[Recorded data]
•••••

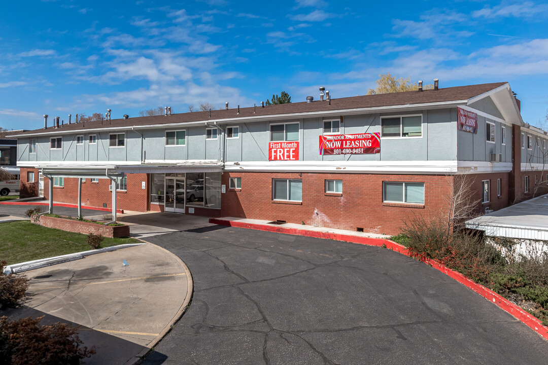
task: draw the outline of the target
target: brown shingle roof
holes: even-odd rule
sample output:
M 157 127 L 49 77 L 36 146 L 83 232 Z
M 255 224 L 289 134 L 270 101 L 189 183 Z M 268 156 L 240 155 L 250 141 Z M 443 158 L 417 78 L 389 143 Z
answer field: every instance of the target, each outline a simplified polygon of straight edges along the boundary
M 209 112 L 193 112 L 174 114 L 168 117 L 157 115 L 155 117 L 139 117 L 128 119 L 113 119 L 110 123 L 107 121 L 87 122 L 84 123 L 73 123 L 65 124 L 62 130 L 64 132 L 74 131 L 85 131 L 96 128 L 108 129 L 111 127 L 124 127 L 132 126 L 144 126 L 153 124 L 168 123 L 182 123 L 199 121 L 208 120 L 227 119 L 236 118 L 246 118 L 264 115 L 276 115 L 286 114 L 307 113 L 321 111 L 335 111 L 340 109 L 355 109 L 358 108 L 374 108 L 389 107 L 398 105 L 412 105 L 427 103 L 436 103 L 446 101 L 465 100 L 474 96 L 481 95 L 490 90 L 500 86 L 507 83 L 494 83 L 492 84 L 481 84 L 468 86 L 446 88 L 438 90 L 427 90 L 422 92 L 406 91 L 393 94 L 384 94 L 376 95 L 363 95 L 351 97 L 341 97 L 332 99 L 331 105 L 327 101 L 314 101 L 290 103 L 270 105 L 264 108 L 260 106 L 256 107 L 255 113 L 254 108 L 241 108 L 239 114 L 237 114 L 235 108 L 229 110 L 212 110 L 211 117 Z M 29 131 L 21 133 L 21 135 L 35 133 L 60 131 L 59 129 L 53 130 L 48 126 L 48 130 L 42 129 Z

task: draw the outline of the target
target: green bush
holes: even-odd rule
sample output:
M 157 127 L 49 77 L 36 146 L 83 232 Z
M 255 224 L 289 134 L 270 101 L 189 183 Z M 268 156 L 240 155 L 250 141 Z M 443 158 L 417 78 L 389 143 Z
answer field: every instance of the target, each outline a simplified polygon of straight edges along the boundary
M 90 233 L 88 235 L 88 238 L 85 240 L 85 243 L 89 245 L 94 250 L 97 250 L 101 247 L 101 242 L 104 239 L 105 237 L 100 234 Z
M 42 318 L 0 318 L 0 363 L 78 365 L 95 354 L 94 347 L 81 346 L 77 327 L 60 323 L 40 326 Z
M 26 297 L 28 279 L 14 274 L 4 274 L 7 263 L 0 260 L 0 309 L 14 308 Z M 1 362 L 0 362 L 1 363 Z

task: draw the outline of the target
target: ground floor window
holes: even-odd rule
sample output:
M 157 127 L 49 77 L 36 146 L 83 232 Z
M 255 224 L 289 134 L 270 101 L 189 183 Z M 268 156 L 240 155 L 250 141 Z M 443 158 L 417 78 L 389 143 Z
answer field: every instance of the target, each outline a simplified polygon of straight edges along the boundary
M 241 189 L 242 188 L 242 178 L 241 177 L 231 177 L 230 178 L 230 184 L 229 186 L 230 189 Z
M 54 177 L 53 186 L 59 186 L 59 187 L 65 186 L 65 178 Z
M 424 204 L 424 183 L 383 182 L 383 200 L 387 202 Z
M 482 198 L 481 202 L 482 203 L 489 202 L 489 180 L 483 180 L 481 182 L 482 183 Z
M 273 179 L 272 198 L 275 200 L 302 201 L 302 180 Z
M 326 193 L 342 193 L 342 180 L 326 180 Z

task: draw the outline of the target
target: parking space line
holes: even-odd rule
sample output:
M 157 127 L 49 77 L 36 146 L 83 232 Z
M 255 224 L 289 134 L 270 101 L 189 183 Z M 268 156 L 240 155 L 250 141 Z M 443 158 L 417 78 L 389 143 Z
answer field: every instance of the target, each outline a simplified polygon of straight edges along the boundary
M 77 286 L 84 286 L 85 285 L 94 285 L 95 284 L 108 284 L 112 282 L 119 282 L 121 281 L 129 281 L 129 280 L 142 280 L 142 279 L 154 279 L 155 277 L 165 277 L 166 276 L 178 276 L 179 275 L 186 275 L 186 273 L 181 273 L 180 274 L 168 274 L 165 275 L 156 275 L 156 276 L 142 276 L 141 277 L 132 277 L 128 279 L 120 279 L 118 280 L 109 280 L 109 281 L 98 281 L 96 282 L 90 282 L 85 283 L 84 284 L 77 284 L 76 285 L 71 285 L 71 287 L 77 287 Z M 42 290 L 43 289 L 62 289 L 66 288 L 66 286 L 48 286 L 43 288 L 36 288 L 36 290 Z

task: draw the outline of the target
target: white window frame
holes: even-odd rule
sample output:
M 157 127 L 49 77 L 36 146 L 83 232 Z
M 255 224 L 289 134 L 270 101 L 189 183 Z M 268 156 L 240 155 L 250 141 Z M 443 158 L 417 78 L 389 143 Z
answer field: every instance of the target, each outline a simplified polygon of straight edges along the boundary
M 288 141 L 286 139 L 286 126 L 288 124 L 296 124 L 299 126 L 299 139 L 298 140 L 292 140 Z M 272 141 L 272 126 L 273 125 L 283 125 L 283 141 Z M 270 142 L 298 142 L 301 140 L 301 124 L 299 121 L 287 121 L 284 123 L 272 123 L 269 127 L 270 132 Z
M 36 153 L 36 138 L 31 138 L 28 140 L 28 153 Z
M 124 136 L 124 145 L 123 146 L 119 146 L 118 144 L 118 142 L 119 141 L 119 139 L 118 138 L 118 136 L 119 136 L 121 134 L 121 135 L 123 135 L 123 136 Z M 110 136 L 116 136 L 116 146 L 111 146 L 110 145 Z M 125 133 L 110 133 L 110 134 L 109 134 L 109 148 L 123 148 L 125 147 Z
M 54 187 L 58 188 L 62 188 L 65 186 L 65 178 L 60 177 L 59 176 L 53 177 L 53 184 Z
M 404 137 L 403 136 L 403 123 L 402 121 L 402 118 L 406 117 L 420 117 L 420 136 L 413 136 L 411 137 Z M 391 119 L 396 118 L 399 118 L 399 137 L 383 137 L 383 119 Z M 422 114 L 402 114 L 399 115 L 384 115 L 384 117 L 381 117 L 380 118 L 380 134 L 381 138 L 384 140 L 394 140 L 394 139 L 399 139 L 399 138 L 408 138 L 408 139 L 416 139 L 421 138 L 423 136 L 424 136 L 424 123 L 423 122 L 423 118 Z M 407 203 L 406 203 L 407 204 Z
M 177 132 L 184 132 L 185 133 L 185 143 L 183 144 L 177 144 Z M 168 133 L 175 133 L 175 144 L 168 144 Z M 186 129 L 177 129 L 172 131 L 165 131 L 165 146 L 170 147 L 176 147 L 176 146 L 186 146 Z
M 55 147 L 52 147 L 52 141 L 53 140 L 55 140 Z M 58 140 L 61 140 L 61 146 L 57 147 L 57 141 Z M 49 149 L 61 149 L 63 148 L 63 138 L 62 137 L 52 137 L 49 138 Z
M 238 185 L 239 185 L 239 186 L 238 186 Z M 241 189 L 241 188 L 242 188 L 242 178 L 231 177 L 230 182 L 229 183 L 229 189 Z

•••••

__Task__
Edit the items above so that each "answer field" becomes "response field", keeping every other line unchanged, and leave the pictures out of your answer.

__Answer to this task__
task: draw the outline of the target
target: brown shingle roof
holes: even-odd rule
sample output:
M 157 127 L 49 77 L 36 146 L 83 232 Z
M 255 224 L 289 134 L 270 101 L 189 183 Z M 268 156 L 240 155 L 250 141 Z M 443 158 L 417 78 L 389 143 Z
response field: every instance of the target, each outline a simplified polygon of straight edges along the boundary
M 209 112 L 193 112 L 174 114 L 168 117 L 157 115 L 155 117 L 139 117 L 128 119 L 113 119 L 110 123 L 107 121 L 87 122 L 84 123 L 73 123 L 65 124 L 62 130 L 64 132 L 74 131 L 85 131 L 96 128 L 108 129 L 111 127 L 124 127 L 132 126 L 144 126 L 153 124 L 168 123 L 182 123 L 199 121 L 208 120 L 227 119 L 236 118 L 246 118 L 264 115 L 276 115 L 286 114 L 307 113 L 321 111 L 335 111 L 340 109 L 355 109 L 358 108 L 374 108 L 389 107 L 398 105 L 412 105 L 427 103 L 436 103 L 446 101 L 465 100 L 474 96 L 481 95 L 490 90 L 500 86 L 507 83 L 494 83 L 492 84 L 481 84 L 468 86 L 446 88 L 438 90 L 427 90 L 422 92 L 406 91 L 393 94 L 384 94 L 376 95 L 363 95 L 351 97 L 341 97 L 332 99 L 331 105 L 327 101 L 314 101 L 290 103 L 270 105 L 264 108 L 260 106 L 256 107 L 255 113 L 254 108 L 241 108 L 239 114 L 237 114 L 235 108 L 229 110 L 212 110 L 211 117 Z M 29 131 L 21 133 L 21 135 L 35 133 L 60 131 L 59 129 L 53 130 L 48 126 L 48 130 L 42 129 Z

task: draw the outline of the target
target: green bush
holes: even-odd rule
sample output:
M 157 127 L 49 77 L 36 146 L 83 232 Z
M 255 224 L 289 134 L 270 101 L 189 183 Z M 268 156 L 240 155 L 250 141 Z M 443 158 L 417 78 L 389 143 Z
response field: every instance of the target, each outline a simplified polygon of straight edges along the boundary
M 90 233 L 88 235 L 88 238 L 85 240 L 85 243 L 89 245 L 94 250 L 97 250 L 101 247 L 101 242 L 104 239 L 105 237 L 100 234 Z
M 42 318 L 0 318 L 0 363 L 78 365 L 95 354 L 94 347 L 81 346 L 77 327 L 60 323 L 40 326 Z
M 26 297 L 28 279 L 14 274 L 4 274 L 7 263 L 0 260 L 0 309 L 14 308 Z M 1 362 L 0 362 L 1 363 Z

task: draw the outline of the target
target: ground floor window
holes: even-odd rule
sample output:
M 157 127 L 49 77 L 36 146 L 83 232 Z
M 255 224 L 289 134 L 270 101 L 189 183 Z M 268 156 L 240 155 L 250 141 Z M 443 158 L 417 78 L 389 143 Z
response field: every instance of the target, each outline a simplified polygon of straight edges along the boundary
M 241 189 L 242 188 L 242 178 L 241 177 L 231 177 L 230 178 L 230 184 L 229 186 L 230 189 Z
M 54 177 L 53 186 L 59 186 L 59 187 L 65 186 L 65 178 Z
M 424 204 L 424 183 L 383 182 L 383 200 L 387 202 Z
M 482 198 L 481 202 L 482 203 L 489 202 L 489 180 L 483 180 L 481 182 L 482 183 Z
M 273 179 L 272 198 L 275 200 L 302 201 L 302 180 Z
M 326 193 L 342 193 L 342 180 L 326 180 Z

task: draw the outline of the target
target: parking space line
holes: even-odd rule
sample output:
M 157 127 L 49 77 L 36 146 L 83 232 Z
M 255 224 L 289 134 L 270 101 L 189 183 Z M 268 156 L 240 155 L 250 141 Z M 443 158 L 417 78 L 389 143 Z
response field: every instance of the target, each outline a simplified polygon of straight edges along the boundary
M 77 286 L 84 286 L 85 285 L 94 285 L 95 284 L 108 284 L 112 282 L 119 282 L 121 281 L 129 281 L 129 280 L 142 280 L 142 279 L 154 279 L 155 277 L 165 277 L 166 276 L 178 276 L 179 275 L 186 275 L 186 273 L 181 273 L 180 274 L 168 274 L 165 275 L 156 275 L 156 276 L 142 276 L 141 277 L 132 277 L 128 279 L 120 279 L 118 280 L 109 280 L 109 281 L 98 281 L 96 282 L 90 282 L 85 283 L 84 284 L 77 284 L 76 285 L 71 285 L 71 287 L 77 287 Z M 42 290 L 43 289 L 62 289 L 66 288 L 66 286 L 48 286 L 43 288 L 36 288 L 36 290 Z

task: draw the outline of the target
target: white window frame
holes: even-odd rule
sample output:
M 157 127 L 49 77 L 36 146 L 83 232 Z
M 255 224 L 289 134 L 270 101 L 189 183 Z M 268 156 L 240 155 L 250 141 Z M 443 158 L 417 78 L 389 143 Z
response field: every instance of the target, each outline a simplified polygon of straight edges along the boundary
M 288 141 L 286 139 L 286 126 L 288 124 L 296 124 L 299 126 L 299 139 L 298 140 L 292 140 Z M 272 141 L 272 126 L 273 125 L 283 125 L 283 141 Z M 270 142 L 298 142 L 301 140 L 301 124 L 299 121 L 287 121 L 284 123 L 272 123 L 269 127 L 270 132 Z
M 36 153 L 36 138 L 31 138 L 28 140 L 28 153 Z
M 124 136 L 124 145 L 123 146 L 119 146 L 118 144 L 118 142 L 119 141 L 119 139 L 118 138 L 118 136 L 119 136 L 121 134 L 121 135 L 123 135 L 123 136 Z M 110 136 L 116 136 L 116 146 L 111 146 L 110 145 Z M 125 133 L 110 133 L 110 134 L 109 134 L 109 148 L 123 148 L 125 147 Z
M 54 187 L 58 188 L 62 188 L 65 186 L 65 178 L 60 177 L 59 176 L 53 177 L 53 184 Z
M 404 137 L 403 136 L 403 123 L 402 121 L 402 118 L 406 117 L 420 117 L 420 136 L 413 136 L 411 137 Z M 391 119 L 396 118 L 399 118 L 399 137 L 383 137 L 383 119 Z M 422 114 L 402 114 L 399 115 L 384 115 L 384 117 L 381 117 L 380 118 L 380 134 L 381 138 L 384 140 L 394 140 L 394 139 L 399 139 L 399 138 L 408 138 L 408 139 L 416 139 L 421 138 L 423 136 L 424 136 L 424 123 L 423 122 L 423 118 Z M 407 203 L 406 203 L 407 204 Z
M 177 132 L 184 132 L 185 133 L 185 143 L 183 144 L 177 144 Z M 168 133 L 175 133 L 175 144 L 168 144 Z M 186 129 L 177 129 L 172 131 L 165 131 L 165 146 L 170 147 L 176 147 L 176 146 L 186 146 Z
M 55 147 L 52 147 L 52 141 L 53 140 L 55 140 Z M 58 140 L 61 140 L 61 146 L 57 147 L 57 141 Z M 49 149 L 61 149 L 63 148 L 63 138 L 62 137 L 52 137 L 49 138 Z
M 238 185 L 239 185 L 239 186 L 238 186 Z M 241 189 L 241 188 L 242 188 L 242 178 L 231 177 L 230 182 L 229 183 L 229 189 Z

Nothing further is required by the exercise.